**Exercise directions**.
The lines to return begin at the one containing "Task: place one keypoint per instance of the blue" and end at the final line of the material; output them exactly and only them.

**Given data**.
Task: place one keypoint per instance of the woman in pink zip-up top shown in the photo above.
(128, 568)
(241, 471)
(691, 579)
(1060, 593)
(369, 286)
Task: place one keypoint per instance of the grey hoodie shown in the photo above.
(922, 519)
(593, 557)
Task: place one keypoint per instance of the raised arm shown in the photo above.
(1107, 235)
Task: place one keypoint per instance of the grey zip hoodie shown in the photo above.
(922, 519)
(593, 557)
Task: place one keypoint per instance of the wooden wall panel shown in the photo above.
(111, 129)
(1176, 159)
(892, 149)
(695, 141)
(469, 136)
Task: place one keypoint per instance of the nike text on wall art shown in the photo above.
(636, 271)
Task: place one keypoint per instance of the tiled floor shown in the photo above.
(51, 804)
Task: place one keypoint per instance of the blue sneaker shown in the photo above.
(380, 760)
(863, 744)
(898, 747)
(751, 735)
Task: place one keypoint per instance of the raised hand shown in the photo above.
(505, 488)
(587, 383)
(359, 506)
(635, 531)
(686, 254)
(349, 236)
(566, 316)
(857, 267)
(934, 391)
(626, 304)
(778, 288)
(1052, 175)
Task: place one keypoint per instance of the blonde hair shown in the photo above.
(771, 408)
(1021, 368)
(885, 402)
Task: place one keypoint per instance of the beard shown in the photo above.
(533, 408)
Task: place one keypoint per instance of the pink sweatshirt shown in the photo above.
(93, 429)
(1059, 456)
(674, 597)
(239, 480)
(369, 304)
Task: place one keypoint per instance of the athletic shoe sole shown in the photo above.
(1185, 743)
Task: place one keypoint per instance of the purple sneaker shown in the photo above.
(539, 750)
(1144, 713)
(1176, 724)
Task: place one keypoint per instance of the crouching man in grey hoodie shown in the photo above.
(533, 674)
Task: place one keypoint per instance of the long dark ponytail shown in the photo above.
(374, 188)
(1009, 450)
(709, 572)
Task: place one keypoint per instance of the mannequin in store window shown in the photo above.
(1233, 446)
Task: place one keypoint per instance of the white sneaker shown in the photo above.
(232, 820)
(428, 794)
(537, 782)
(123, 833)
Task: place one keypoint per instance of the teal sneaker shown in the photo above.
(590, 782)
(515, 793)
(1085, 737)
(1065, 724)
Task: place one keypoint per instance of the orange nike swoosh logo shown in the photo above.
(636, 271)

**Answer space**.
Task: place one keypoint per instance of the blue sneaker shown in the photo above.
(380, 760)
(863, 744)
(898, 747)
(751, 735)
Task: place one keypoint per instance of the raised hand shown in the photo above.
(505, 488)
(587, 383)
(359, 506)
(635, 531)
(686, 254)
(349, 236)
(566, 316)
(857, 267)
(934, 391)
(626, 304)
(778, 288)
(1052, 175)
Task: place one keypoint per instance of the blonde hair shown in the photo above.
(771, 408)
(1021, 368)
(885, 402)
Task: place one keypoint per instance of the beard shown in the photo above.
(533, 408)
Task: place one keypoint per instance of the pink sweatshirt shown in the photo above.
(93, 429)
(1059, 456)
(674, 597)
(239, 480)
(369, 304)
Task: place one keypoint per instance of the athletic shoe sole shown in the photo above.
(1185, 743)
Task: place one keypoint per instance of the purple sneaker shown in the photo above.
(539, 750)
(1144, 713)
(1176, 724)
Task: place one keypoint per instance of the crouching man in grey hoodie shown in the photo above.
(533, 674)
Task: place one keypoint per instance of the long dark ponytail shown in the photo above.
(374, 188)
(1009, 450)
(709, 572)
Task: place one keypoint per instance of the mannequin in store window shown in the photo above.
(1233, 446)
Task: place one keypoint per instance of the white sneaker shown in the photo above.
(232, 820)
(428, 794)
(537, 782)
(123, 833)
Task: place one keypoint per instance of the teal sneaker shown in the photo above.
(590, 782)
(515, 793)
(1085, 737)
(1065, 724)
Task: place one keypoint per instance of the orange nike swoosh logo shown in the photo above.
(636, 271)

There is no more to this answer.